What is asked:
Omit the pictures and output every entry below exactly as written.

Coordinate labeling data:
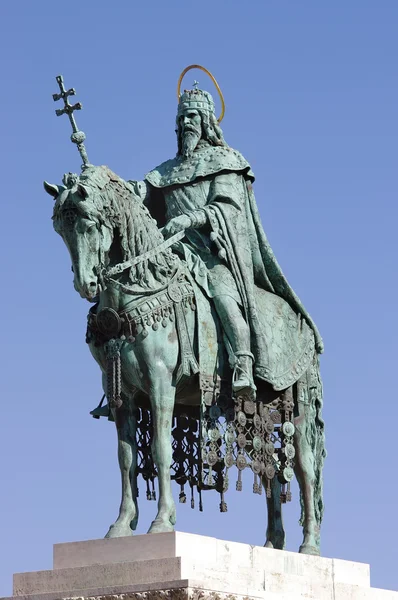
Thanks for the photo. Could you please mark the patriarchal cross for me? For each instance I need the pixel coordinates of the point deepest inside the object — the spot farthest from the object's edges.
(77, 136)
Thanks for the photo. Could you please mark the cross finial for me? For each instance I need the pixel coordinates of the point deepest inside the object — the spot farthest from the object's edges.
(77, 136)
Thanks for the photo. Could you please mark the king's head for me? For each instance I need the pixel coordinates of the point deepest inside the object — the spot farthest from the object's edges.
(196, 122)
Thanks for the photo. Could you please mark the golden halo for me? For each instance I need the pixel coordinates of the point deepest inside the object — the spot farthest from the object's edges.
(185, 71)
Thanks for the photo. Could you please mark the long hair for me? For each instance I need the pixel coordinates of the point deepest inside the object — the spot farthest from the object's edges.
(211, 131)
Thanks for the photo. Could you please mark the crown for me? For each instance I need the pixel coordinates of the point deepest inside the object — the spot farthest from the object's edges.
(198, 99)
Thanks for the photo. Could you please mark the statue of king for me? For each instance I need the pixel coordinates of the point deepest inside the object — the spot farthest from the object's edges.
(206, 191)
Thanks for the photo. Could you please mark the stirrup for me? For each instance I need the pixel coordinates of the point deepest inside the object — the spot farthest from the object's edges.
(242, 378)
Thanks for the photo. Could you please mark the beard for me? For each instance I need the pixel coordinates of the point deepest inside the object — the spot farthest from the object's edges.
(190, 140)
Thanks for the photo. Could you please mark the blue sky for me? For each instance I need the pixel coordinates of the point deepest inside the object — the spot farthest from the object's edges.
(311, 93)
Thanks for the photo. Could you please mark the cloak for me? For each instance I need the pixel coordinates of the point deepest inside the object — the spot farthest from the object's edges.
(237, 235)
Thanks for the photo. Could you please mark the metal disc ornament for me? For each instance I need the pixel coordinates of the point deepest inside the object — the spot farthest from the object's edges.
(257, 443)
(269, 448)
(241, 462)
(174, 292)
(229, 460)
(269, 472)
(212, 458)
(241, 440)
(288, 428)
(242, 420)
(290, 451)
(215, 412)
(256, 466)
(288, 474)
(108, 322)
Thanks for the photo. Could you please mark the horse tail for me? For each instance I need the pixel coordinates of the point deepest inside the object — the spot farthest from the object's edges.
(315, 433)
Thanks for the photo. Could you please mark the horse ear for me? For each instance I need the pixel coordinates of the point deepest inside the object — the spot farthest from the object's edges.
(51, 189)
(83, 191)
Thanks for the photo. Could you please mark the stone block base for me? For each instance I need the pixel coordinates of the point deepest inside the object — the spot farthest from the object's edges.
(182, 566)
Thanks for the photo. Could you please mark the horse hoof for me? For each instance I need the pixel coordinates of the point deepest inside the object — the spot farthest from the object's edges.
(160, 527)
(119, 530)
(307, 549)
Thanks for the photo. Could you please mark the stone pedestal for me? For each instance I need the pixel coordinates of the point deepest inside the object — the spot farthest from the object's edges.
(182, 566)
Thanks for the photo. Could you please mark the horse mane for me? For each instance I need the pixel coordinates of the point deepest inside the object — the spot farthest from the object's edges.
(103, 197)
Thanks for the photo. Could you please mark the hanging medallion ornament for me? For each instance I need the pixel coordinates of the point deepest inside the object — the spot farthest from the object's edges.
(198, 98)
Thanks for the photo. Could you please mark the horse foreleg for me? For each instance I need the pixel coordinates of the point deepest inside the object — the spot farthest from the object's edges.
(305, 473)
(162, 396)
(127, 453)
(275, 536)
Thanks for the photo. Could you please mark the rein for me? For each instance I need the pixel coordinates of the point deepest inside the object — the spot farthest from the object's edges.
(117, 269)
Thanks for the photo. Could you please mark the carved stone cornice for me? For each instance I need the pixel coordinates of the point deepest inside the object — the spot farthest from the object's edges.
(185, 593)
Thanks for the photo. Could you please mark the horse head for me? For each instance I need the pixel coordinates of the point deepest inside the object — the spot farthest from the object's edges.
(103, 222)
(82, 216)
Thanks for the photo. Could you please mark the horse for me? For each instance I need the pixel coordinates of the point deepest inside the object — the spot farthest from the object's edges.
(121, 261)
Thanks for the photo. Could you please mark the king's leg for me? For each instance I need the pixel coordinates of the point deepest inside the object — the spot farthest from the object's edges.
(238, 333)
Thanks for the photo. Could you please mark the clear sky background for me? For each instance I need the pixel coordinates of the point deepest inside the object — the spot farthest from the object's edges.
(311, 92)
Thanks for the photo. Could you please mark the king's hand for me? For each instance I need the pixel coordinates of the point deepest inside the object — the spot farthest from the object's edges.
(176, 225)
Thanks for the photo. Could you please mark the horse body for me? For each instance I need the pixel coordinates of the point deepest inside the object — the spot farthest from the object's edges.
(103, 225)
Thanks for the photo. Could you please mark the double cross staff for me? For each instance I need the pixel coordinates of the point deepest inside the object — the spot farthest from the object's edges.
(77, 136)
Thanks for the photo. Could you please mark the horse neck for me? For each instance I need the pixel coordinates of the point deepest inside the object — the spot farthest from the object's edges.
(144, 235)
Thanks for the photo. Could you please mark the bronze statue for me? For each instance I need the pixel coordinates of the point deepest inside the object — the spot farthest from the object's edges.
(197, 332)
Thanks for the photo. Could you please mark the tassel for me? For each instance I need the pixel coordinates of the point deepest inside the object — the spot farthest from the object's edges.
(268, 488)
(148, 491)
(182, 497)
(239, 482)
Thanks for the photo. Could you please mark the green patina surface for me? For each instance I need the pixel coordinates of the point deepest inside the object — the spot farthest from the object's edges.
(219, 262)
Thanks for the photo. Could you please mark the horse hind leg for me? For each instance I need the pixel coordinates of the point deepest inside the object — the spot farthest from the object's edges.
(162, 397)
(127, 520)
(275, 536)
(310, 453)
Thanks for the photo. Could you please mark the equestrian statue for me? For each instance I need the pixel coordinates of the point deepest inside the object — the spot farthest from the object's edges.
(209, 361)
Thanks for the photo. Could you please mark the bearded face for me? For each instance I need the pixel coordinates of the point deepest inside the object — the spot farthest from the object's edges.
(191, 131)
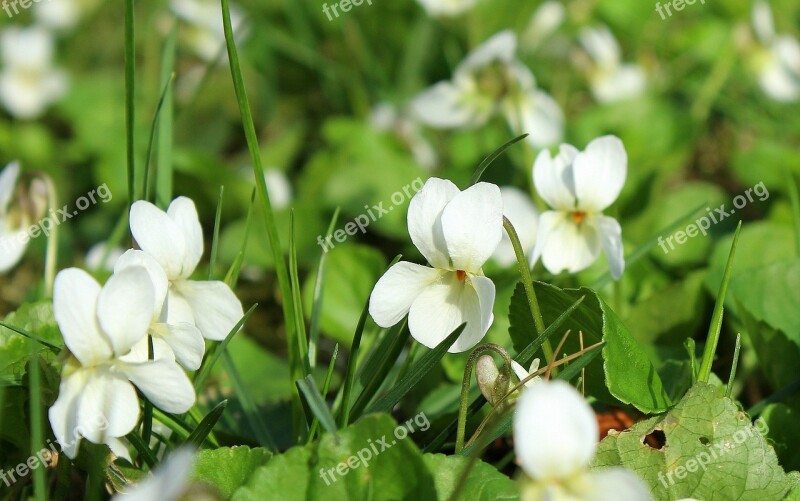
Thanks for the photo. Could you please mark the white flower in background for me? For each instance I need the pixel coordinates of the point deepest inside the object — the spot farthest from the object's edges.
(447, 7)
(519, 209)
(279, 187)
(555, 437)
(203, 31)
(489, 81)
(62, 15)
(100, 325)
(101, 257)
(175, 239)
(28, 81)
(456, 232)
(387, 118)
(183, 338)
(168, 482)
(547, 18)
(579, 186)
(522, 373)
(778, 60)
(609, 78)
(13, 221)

Solution for this problem:
Thanks for the photo. Could you please mark the patriarchal cross for me? For each instance I need the pixel coordinates of the point deepest inside the object — the spot farthest from the object's edges.
(77, 136)
Thanks for the photo. Could you please mark the cross finial for me? For each instance I need the pixel coordinates of the point deepest inside the object — the spot farthest from the object's edges.
(77, 136)
Thanks for the photo. Could you please mark the king's head for me? For each instance I need the pixel coordinates of the point deepest inside the object — the spot farthest from the object's edges.
(196, 122)
Thanks for the photo. Could you please mark the golden halo for me? For each instance I need the pixel coordinates of the point deepest inside the object — the spot farthest from the object's edges.
(185, 71)
Thanks for the photo. Could you please mark the long hair for me? For each instance I need the pixel coordinates of the point deepest inside the object — the spot farthest from the object's edges.
(211, 131)
Thanks for the photo. Could you please mark the crown for me? For each instance I need the pixel coordinates of the point deepest inside the object — the spot farthest from the object's edges.
(198, 99)
Thanks for the photo. Could you please mark the statue of king for me? For each instance I need the pixel coordinates of the point deepest inside the object — the spot farthest from the object's edges.
(206, 191)
Thanks for the photo. Could you please mark the stirrup for me? For each instance I need the pixel coordinates of the point deepest inside the object — the spot farthest from the object's edges.
(242, 378)
Thanks for the photo. Could you please mark the beard for me? For each instance I need the pixel coordinates of the point deepest inside the object — the spot farthest from the object's edges.
(190, 140)
Thanks for the photo. Could you please mark the blue sky for me? For each instance I need the pixel coordinates of the point deepest inside the object — the spot farthest from the object's edges.
(311, 93)
Thanks for the photo. Could you please mark the cloak for me? For each instance I need the pixel coordinates of the point deepest inside the object — the spot farthest from the object's edges.
(237, 235)
Thanks for the photo. Could you please mark the metal disc ornament for me? For each instance I need the pixel coordinates of the point deepest inside the object — the spot farthest from the object's edges.
(257, 443)
(269, 448)
(241, 462)
(174, 292)
(229, 460)
(269, 472)
(212, 458)
(241, 440)
(288, 428)
(242, 420)
(290, 451)
(215, 412)
(256, 466)
(288, 474)
(108, 322)
Thanks for the photo. Could you please mark the horse tail for me? For each instance I need the pixel coordinates of the point deepest inside the object — the spot farthest from the object's edges.
(315, 433)
Thanks for the photo. Could you please mark the horse ear for me? For each instance I need the pixel coordinates of the point deepest inside the object — the spot farthest from the object's edges.
(51, 189)
(83, 191)
Thanks for the photo. Could you please mark the stone block base for me? For each instance I need the pixel coordinates of the point deepest inside the object — the spot farthest from the object's edges.
(182, 566)
Thanks for the photo. Could you please mark the horse hoof for me? For each instance I need the pixel coordinates of the point deepest inside the object — the spot farthest from the object's edges.
(160, 527)
(119, 530)
(307, 549)
Thanks for the photo. Could you please mark the stone pedestal for me? For each instance I need the pixel coordinates of the point deepest inside the object — the spot farthest from the object's edges.
(182, 566)
Thanks for the photo. Could you please mark the horse mane for me? For each instance I need the pixel coordinates of the point deepest inside the object — the spot farthest from the object's edges.
(103, 197)
Thanks for the photo. Could you please mark the hanging medallion ornament for me? For each instance I need the pixel coordinates of the point deepest inside the object — the spot farthest from the object's edges.
(198, 98)
Thanks for the photo. Could you please mark the horse foreleg for me? For each instance I need the pixel coordinates of the point deepest inside the object — the spot farthest from the object's edges.
(305, 473)
(162, 396)
(127, 453)
(275, 536)
Thanks for the photo. Could you please mark the rein for me? For each instance I need the pixel coordinates of the point deepest inside the object — the spot farthest from the object's edges.
(117, 269)
Thanks for the photo. Could you please mark the carved stone cornice for me? For each instance I need the pixel coordinates of the point deepest inside the object — the spot farthest from the object's edges.
(185, 593)
Thanks for the photo. Could you please mark the horse head for me? For each instance I need the pixel coordinates of the point deepest inside the object — the spot farthest from the object's edges.
(103, 222)
(82, 216)
Thanks for the photo. Could you please mark the horse for me? For each instance I need the pixel coordinates of the point deepest inside the object — the spot farthest from the object's edges.
(121, 261)
Thanks for the photo. Could you please mark the king's leg for me? For each instance I need the pixel coordinates of the point deepest inside the object — the spot farthest from the object's edges.
(238, 333)
Thanks for the photo. Could you please mark the clear sky background for me? For each instance I need the pixel coordinates of the point deepest inside the object — the spot farthest from the object's edges.
(311, 92)
Thanks for the photo. Could you please mark the king's hand for me? For each instance I need the pixel coordinates of the point deepest inside the object — the spot farthest from the object's edges.
(176, 225)
Thanks for the photo. Could you please mark the horse body for me? For each instance I need the pixel coordinates of the point deepest inside the object — the spot farthest from the object's edges.
(103, 225)
Thanks for the photo. Could you please mark the double cross staff for me? For each instance I need the pixel coordinates of the point deepest inside the object — the spot farthest from the object's edges.
(77, 136)
Thanks for the photo. Could you please mark the horse neck for me? For each instance I need the pixel coordinates of the point deepest inside the object — the spot farthest from the object's edges.
(144, 235)
Thanks for the photo. Could you please mark the bronze statue for me? For each instance I need the pixel coordinates of the point deepest inside the object — the spot farthest from the object's edges.
(197, 332)
Thanks for the photo. Could you please mark the tassel for me? For each instance I need the pixel coordinates of the point deepest inside the object — the spot farthest from the object's edges.
(268, 488)
(148, 491)
(182, 497)
(239, 482)
Thanks for the photo. Could you please mark the green patina surface for me? For each instance I need the pixel coordinates of the point deepest inside the object — the spot farthest from the object's edges.
(219, 262)
Thanks for the photo. Could you please mark the horse hind leg for me? For each instance I need the pixel coordinates of the point deepest inside the object — the spot farthest from the object's edges.
(162, 397)
(127, 520)
(275, 536)
(310, 453)
Thanks for the photo. Could you please mark the equestrian statue for me? For each instance I need the pixel coordinates of the point deepest inside the object — the spot farthest from the object's edges.
(209, 361)
Thanks for the photo. Could you please mark the bearded face for me? For each instance I need the pixel coordinates of the point deepest inside the object — the spot farthest from the object's edges.
(191, 131)
Thanks for the photo. Could you please mark the white flower in background for me? For each instance I need the pixel coordinates of the point deepest inside the object — the spot farthest from the object's edges.
(447, 7)
(519, 209)
(279, 187)
(555, 437)
(203, 31)
(489, 81)
(62, 15)
(100, 325)
(101, 257)
(175, 239)
(28, 81)
(456, 232)
(387, 118)
(183, 338)
(168, 482)
(547, 18)
(579, 186)
(522, 373)
(778, 60)
(609, 78)
(13, 221)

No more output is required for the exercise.